• **What is required**: Please report how many lines in these records contain the string "segment", and give nothing besides the number.

• **Dataset items**:
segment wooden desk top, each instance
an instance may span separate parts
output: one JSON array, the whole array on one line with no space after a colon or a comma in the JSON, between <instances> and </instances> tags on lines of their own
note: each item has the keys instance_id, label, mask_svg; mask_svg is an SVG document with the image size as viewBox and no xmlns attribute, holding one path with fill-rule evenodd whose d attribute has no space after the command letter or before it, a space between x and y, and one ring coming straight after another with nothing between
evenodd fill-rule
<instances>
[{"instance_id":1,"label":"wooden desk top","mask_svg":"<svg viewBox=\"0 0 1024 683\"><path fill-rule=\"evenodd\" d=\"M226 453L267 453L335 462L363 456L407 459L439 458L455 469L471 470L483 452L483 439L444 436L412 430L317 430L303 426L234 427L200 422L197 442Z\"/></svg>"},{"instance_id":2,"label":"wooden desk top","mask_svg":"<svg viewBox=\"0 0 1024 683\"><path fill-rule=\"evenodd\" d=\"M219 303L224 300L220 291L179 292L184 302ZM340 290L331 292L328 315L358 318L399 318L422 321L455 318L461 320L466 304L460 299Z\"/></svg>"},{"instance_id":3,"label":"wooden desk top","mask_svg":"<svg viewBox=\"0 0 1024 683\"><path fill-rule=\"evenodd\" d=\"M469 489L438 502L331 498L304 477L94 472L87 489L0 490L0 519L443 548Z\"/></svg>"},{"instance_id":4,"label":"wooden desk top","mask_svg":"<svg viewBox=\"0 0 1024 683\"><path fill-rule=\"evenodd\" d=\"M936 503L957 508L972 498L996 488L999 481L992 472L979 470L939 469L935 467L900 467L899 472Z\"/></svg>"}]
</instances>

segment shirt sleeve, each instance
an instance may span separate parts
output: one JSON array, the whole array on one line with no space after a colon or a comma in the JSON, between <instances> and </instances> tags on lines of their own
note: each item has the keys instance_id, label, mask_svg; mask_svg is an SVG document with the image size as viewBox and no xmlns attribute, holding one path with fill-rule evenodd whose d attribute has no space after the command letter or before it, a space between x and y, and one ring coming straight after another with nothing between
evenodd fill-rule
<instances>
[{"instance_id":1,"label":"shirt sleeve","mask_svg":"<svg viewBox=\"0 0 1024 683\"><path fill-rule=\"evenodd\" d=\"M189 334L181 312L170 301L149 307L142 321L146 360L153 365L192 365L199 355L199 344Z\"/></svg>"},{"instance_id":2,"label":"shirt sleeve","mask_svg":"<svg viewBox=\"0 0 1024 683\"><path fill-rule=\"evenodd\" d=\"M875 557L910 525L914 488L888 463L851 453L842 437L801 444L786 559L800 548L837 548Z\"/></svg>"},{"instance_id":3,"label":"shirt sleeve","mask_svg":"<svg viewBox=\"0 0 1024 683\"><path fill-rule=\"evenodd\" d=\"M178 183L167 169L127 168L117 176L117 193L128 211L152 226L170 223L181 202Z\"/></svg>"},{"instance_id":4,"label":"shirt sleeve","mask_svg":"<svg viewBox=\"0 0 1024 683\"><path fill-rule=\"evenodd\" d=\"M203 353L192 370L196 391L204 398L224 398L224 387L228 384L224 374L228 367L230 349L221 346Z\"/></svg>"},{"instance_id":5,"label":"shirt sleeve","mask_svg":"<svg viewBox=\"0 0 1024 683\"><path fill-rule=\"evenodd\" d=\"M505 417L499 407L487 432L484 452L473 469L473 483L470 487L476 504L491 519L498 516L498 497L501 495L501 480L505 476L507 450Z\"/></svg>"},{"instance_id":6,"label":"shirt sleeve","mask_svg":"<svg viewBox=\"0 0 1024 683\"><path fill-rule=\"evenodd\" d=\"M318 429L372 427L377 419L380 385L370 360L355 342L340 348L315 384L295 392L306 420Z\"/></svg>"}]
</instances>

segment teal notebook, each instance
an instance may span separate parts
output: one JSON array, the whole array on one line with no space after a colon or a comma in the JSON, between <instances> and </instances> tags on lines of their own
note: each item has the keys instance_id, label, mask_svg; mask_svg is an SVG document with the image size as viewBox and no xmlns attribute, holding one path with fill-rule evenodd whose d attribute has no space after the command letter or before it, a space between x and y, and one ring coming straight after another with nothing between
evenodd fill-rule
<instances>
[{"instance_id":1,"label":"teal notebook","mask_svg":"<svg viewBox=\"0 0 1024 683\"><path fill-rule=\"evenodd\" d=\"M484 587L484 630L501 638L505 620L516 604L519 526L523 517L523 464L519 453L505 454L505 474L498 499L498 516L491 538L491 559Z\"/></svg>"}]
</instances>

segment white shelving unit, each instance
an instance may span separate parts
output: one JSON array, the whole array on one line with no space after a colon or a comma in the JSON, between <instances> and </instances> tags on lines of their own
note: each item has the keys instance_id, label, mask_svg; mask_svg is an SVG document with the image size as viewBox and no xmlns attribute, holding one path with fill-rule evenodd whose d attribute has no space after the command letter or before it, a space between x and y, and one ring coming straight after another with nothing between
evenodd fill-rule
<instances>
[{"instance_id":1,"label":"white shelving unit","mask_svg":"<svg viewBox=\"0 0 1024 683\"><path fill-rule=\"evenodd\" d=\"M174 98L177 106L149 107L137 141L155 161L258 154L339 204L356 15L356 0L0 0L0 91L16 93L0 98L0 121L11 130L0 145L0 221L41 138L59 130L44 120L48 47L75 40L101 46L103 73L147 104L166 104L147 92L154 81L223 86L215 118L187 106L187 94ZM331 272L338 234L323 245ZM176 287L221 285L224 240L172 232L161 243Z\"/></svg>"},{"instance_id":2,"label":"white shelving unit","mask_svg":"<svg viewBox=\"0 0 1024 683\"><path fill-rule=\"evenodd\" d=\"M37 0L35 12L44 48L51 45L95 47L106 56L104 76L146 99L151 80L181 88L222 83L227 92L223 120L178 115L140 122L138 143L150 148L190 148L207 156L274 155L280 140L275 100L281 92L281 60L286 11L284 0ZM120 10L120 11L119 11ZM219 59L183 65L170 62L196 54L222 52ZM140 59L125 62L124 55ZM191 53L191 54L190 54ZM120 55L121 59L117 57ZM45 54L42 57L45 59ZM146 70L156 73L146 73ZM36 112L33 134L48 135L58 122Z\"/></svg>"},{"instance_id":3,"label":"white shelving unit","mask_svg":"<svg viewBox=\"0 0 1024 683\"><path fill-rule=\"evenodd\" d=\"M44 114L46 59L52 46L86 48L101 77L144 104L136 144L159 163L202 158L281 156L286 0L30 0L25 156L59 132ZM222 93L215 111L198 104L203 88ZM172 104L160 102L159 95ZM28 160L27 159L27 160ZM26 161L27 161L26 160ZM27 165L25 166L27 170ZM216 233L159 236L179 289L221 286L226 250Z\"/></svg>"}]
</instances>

• **Response to the exercise**: 4